However, despite these concerns, Hamilton’s vision of the jury and their power of conscience is a powerful one.

The Economist Blog  ran a story last year about the continuing right of nullification:

Juries do not only decide guilt or innocence; they can also serve as checks on unjust laws. Judges will not tell you about your right to nullify—to vote not guilty regardless of whether the prosecution has proven its case if you believe the law at issue is unjust. They may tell you that you may only judge the facts of the case put to you and not the law. They may strike you from a jury if you do not agree under oath to do so, but the right to nullify exists. There is reason to be concerned about this power: nobody wants courtroom anarchy. But there is also reason to wield it, especially today: if you believe that nonviolent drug offenders should not go to prison, vote not guilty.

Pointing dataset excerpts
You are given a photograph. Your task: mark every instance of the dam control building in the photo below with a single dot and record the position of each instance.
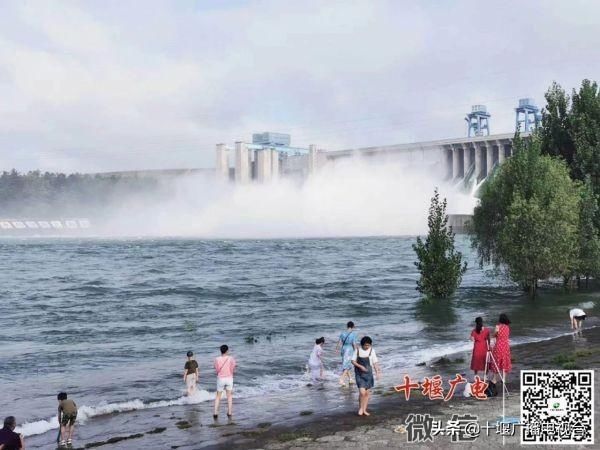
(465, 162)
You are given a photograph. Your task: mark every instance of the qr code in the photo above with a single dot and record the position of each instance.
(557, 407)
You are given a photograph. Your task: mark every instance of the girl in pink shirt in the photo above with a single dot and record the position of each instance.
(224, 367)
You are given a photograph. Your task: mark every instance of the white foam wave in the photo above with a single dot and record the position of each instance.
(86, 412)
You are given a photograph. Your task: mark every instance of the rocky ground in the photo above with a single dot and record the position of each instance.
(384, 428)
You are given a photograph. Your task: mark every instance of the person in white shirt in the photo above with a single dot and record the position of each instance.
(364, 361)
(315, 363)
(577, 316)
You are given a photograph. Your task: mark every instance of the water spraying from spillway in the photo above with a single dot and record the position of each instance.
(353, 198)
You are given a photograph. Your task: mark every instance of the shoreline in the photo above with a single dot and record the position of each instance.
(389, 409)
(304, 428)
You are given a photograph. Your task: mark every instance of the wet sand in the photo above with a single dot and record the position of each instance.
(192, 426)
(389, 410)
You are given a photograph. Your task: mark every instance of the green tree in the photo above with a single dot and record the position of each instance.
(439, 264)
(555, 133)
(527, 220)
(589, 241)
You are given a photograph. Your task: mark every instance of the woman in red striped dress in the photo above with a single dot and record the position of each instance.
(501, 351)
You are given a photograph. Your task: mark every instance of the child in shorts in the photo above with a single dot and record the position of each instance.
(67, 414)
(191, 373)
(315, 364)
(224, 366)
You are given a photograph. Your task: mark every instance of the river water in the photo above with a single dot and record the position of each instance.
(110, 321)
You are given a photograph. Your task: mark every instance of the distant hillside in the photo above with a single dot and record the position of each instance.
(37, 194)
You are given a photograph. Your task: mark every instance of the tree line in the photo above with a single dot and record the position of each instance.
(36, 194)
(538, 216)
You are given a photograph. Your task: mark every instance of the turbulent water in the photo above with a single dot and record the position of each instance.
(110, 321)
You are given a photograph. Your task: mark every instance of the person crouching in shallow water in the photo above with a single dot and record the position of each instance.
(347, 343)
(501, 361)
(315, 363)
(67, 414)
(481, 342)
(9, 440)
(577, 316)
(224, 366)
(365, 360)
(191, 373)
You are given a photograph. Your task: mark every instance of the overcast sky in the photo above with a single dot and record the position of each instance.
(118, 85)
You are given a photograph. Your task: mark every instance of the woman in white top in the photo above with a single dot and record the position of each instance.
(315, 364)
(577, 316)
(364, 361)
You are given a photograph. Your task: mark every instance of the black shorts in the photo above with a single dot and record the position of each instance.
(68, 419)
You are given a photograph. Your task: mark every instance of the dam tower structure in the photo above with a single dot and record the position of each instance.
(478, 121)
(528, 116)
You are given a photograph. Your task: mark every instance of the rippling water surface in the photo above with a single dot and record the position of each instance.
(111, 320)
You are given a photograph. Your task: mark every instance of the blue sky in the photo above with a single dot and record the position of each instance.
(117, 85)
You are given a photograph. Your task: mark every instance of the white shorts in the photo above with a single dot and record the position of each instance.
(190, 381)
(224, 384)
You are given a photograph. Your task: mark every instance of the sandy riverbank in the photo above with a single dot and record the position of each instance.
(390, 409)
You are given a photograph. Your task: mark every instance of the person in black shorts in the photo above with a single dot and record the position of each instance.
(9, 440)
(191, 374)
(67, 414)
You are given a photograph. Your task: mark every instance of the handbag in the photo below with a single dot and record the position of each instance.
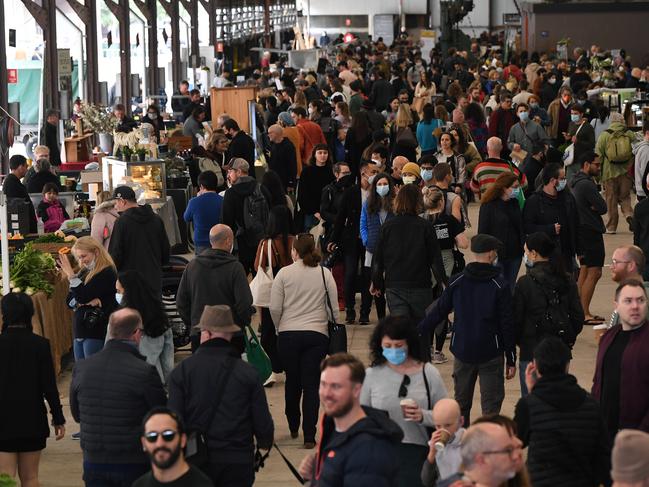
(196, 451)
(337, 331)
(406, 138)
(261, 285)
(256, 355)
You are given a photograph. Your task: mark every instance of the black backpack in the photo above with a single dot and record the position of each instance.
(556, 319)
(255, 217)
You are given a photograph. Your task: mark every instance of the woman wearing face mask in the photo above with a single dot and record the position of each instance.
(153, 117)
(299, 311)
(92, 294)
(425, 128)
(450, 234)
(157, 343)
(376, 210)
(448, 153)
(401, 383)
(545, 280)
(582, 135)
(501, 217)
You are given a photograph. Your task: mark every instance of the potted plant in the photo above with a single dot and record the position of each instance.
(100, 120)
(141, 153)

> [Directions]:
[1] In the passage on jury nullification, edit the stretch from "However, despite these" through "vote not guilty." so that "not guilty" is replaced with "to acquit".
[2] In the passage on jury nullification, which publication ran a story last year about the continuing right of nullification?
[3] Can you carry on the passage about jury nullification from its last sentence?

> [Outputs]:
[1]
However, despite these concerns, Hamilton’s vision of the jury and their power of conscience is a powerful one.

The Economist Blog  ran a story last year about the continuing right of nullification:

Juries do not only decide guilt or innocence; they can also serve as checks on unjust laws. Judges will not tell you about your right to nullify—to vote to acquit regardless of whether the prosecution has proven its case if you believe the law at issue is unjust. They may tell you that you may only judge the facts of the case put to you and not the law. They may strike you from a jury if you do not agree under oath to do so, but the right to nullify exists. There is reason to be concerned about this power: nobody wants courtroom anarchy. But there is also reason to wield it, especially today: if you believe that nonviolent drug offenders should not go to prison, vote to acquit.

[2] The Economist Blog.

[3]
New Hampshire passed a law last June that went into effect on January 1, 2013.  This law states:

“[A] Right of Accused. In all criminal proceedings the court shall permit the defense to inform the jury of its right to judge the facts and the application of the law in relation to the facts in controversy.”

Notwithstanding the New Hampshire legislation, the overwhelming trend of cases across the country is to limit jury nullification and discharge jurors who openly state they disagree with the law.  While this may maintain uniformity and a sense of law and order, I wonder if there should still be a place for Hamilton’s vision, in instances where jurors fundamentally feel that the law creates unjust results.